__Data provided__:
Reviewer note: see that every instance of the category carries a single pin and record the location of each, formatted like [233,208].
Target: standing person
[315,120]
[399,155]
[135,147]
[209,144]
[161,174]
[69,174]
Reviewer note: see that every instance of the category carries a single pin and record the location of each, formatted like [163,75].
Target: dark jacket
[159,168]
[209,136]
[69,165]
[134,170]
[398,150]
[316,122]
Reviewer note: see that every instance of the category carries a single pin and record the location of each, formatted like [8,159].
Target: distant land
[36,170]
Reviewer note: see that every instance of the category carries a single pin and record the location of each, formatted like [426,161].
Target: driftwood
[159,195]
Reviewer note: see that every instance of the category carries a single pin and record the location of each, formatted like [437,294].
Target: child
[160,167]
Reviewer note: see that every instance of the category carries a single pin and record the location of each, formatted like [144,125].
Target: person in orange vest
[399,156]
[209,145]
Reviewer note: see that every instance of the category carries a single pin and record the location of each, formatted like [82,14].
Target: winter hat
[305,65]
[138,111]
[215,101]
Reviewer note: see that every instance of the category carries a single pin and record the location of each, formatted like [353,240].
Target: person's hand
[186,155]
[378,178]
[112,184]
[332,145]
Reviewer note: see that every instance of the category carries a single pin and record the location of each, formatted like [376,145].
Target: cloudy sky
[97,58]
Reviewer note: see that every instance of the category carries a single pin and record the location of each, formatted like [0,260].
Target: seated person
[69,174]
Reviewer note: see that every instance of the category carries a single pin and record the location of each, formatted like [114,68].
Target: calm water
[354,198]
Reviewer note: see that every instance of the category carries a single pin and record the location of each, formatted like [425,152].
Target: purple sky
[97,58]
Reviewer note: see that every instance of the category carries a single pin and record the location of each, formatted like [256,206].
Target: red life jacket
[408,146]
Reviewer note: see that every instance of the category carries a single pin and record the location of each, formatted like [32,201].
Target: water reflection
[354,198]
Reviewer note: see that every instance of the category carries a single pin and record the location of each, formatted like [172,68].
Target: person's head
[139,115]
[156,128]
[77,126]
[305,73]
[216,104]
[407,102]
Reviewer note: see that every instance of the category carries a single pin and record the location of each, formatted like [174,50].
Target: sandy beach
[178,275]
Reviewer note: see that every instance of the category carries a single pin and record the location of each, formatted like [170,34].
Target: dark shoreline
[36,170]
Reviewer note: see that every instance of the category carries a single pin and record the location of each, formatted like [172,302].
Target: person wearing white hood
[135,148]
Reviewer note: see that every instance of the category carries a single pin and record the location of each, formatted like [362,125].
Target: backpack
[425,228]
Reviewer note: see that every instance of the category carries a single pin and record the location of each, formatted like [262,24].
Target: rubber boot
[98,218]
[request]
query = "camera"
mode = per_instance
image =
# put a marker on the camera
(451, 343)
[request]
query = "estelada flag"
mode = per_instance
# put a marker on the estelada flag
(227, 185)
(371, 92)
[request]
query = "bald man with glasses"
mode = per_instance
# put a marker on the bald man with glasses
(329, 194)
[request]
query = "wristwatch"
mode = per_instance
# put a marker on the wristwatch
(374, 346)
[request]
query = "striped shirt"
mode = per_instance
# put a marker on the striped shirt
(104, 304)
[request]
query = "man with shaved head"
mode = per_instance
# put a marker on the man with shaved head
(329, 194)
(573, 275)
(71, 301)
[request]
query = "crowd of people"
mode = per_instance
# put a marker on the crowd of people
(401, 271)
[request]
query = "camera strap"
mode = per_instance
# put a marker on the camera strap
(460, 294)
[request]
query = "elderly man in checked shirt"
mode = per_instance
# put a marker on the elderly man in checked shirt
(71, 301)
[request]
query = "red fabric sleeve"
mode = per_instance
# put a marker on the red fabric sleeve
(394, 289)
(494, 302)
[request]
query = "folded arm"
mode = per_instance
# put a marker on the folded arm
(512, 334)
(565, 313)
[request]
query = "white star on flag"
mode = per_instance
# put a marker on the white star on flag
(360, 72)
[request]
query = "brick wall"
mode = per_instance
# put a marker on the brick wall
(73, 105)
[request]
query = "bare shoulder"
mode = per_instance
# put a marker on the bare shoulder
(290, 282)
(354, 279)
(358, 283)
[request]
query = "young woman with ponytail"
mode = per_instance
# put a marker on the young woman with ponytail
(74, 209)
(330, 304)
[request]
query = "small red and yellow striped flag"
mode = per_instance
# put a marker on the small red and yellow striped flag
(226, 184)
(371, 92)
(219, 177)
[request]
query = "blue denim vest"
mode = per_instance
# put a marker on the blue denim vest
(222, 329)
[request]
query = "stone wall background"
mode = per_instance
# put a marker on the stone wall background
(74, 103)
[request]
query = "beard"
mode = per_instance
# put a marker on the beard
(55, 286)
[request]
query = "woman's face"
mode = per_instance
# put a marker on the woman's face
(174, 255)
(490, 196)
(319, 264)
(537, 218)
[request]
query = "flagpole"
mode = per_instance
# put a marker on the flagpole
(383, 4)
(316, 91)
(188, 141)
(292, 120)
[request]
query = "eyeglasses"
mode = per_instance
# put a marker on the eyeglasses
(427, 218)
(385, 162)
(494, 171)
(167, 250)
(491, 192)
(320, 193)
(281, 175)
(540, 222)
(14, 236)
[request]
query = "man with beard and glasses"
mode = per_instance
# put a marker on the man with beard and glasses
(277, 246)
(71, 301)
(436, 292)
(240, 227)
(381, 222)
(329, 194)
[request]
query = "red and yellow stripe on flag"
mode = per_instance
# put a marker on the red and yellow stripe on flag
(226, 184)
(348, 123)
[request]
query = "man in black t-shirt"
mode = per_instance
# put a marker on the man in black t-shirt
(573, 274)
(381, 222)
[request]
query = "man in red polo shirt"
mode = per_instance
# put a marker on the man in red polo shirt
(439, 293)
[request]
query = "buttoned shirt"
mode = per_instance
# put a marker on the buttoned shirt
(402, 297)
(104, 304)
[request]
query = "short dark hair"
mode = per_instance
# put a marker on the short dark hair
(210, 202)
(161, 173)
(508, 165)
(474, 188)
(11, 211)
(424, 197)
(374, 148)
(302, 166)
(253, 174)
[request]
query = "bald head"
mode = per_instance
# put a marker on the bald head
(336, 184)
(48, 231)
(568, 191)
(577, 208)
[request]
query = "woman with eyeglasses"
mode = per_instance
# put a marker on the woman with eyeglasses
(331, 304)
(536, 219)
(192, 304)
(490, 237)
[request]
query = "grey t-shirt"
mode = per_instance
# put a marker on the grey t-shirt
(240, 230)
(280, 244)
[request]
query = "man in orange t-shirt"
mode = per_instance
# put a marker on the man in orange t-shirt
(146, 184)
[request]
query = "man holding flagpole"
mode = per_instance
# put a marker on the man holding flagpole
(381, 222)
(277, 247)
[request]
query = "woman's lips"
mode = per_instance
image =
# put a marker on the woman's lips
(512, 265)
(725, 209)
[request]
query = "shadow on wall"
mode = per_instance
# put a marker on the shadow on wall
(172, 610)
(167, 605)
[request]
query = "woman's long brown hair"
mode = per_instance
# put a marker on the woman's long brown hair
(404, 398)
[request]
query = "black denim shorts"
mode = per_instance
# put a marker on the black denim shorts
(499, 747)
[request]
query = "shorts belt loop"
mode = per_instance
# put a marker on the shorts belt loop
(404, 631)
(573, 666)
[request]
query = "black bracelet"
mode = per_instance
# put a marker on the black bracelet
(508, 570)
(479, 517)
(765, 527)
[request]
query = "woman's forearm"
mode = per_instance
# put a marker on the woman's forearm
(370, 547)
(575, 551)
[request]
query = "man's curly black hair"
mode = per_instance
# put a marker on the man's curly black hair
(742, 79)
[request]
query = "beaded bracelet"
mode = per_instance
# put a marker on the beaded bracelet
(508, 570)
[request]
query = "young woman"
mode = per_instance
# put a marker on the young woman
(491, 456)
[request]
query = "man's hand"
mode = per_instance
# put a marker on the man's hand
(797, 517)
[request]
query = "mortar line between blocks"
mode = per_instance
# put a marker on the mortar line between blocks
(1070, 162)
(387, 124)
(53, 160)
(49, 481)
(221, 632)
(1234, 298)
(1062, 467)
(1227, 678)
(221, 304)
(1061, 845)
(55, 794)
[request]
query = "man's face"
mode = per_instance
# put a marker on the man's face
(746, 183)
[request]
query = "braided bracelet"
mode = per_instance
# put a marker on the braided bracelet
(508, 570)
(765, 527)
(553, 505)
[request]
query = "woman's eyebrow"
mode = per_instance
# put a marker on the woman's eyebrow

__The task__: Say how many lines in the entries above contain the string "eyebrow". Give the number by itself.

__Finished exercise__: 2